**WHAT NEEDS TO BE DONE:** Pull out every line of the material below that contains the word "skin", and reproduce each one verbatim.

**LISTING:**
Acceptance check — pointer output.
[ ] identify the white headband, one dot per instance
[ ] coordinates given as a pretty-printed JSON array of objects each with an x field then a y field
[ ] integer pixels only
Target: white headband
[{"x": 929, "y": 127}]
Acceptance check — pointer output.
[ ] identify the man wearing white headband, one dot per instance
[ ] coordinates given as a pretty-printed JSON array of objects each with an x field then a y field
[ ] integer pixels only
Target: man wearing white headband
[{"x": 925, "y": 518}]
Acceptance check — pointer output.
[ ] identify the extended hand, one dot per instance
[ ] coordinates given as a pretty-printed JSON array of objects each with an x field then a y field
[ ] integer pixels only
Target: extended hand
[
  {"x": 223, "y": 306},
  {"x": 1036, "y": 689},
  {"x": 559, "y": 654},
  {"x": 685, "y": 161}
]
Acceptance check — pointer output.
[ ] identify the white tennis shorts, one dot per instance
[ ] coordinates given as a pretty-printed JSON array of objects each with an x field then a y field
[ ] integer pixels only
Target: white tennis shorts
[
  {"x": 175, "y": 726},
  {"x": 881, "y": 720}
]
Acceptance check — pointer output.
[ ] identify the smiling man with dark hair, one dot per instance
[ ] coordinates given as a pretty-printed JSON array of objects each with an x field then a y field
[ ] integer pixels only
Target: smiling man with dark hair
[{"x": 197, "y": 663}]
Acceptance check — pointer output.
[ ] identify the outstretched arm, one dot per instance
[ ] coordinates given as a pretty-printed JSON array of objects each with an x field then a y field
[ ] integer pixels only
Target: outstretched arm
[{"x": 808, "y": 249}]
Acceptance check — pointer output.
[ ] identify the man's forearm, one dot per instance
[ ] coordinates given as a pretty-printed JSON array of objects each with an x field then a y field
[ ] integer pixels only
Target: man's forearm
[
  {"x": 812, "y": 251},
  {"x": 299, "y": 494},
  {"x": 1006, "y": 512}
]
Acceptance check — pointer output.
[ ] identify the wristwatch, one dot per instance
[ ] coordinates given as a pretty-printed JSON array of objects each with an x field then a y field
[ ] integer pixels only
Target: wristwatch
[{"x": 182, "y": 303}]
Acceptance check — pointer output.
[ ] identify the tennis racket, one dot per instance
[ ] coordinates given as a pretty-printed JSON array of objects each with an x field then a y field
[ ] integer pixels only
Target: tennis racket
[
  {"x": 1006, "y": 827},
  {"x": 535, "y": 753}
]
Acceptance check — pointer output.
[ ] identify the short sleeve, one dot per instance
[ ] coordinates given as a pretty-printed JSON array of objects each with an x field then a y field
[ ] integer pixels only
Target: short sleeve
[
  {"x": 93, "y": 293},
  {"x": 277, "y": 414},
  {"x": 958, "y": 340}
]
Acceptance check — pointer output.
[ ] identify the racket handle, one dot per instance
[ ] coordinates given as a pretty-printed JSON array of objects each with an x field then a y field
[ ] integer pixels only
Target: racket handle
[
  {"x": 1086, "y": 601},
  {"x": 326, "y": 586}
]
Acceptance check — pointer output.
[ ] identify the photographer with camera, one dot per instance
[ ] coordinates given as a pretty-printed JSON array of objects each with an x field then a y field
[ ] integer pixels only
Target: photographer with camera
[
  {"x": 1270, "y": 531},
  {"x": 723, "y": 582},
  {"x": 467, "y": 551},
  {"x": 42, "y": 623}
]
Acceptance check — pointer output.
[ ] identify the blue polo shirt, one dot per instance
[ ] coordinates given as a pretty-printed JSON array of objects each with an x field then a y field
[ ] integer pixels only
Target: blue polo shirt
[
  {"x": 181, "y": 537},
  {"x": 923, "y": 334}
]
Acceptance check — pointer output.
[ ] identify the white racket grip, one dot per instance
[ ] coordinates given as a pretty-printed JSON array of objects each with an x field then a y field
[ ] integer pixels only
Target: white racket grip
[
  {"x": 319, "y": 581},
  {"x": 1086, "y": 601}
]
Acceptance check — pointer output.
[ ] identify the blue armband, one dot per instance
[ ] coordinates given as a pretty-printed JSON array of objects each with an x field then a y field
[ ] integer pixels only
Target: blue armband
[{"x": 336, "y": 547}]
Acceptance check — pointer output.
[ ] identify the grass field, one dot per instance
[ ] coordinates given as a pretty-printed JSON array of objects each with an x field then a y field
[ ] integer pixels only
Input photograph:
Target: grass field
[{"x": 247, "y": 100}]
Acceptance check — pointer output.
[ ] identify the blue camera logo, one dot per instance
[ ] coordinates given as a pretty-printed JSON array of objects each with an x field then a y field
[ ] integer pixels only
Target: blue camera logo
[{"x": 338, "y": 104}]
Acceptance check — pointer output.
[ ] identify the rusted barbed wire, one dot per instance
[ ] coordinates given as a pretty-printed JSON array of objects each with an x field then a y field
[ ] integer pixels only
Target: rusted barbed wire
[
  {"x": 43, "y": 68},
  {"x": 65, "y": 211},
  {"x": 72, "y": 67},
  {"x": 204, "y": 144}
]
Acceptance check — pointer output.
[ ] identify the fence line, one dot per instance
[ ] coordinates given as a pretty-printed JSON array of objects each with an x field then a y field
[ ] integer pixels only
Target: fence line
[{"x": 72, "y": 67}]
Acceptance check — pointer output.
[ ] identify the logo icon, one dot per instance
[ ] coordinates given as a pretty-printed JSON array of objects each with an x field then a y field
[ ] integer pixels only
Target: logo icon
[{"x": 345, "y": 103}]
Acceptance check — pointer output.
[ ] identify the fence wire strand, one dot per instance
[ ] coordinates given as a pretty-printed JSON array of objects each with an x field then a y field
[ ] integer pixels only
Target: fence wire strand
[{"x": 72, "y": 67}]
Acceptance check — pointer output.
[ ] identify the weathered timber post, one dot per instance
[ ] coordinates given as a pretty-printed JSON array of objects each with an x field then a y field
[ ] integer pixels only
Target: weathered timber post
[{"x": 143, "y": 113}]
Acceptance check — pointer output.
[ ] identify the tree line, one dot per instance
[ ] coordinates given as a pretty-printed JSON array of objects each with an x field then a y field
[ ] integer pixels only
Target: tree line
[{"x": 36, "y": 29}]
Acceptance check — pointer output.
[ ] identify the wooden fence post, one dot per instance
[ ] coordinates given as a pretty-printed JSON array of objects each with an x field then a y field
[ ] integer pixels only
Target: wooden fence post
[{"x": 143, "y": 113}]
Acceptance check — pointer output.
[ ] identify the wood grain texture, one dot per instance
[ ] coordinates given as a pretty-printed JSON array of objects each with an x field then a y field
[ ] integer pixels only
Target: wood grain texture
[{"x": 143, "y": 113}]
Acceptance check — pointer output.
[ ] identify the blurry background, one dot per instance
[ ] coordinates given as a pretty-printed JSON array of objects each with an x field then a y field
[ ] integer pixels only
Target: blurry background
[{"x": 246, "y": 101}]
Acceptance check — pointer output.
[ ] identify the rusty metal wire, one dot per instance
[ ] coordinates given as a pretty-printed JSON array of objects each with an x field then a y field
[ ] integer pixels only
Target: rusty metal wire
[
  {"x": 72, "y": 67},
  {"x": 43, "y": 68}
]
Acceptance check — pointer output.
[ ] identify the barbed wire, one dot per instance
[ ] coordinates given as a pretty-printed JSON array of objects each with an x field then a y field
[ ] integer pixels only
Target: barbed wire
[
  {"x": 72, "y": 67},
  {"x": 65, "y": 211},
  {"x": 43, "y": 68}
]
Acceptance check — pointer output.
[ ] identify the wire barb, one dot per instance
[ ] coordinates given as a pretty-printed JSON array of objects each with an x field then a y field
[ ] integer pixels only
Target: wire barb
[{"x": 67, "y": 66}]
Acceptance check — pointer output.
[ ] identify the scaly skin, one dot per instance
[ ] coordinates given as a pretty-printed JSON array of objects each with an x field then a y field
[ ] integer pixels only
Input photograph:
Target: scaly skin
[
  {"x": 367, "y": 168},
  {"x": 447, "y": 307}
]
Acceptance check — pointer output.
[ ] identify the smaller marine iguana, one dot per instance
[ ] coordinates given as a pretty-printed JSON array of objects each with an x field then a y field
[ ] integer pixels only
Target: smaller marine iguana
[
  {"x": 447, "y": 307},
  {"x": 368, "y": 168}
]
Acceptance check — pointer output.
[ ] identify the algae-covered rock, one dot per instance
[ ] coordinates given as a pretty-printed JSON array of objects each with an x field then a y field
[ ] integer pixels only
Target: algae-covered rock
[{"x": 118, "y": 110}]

**EXPECTED ANSWER:**
[ ] identify the scaly skin, one dot per instance
Target: scaly skin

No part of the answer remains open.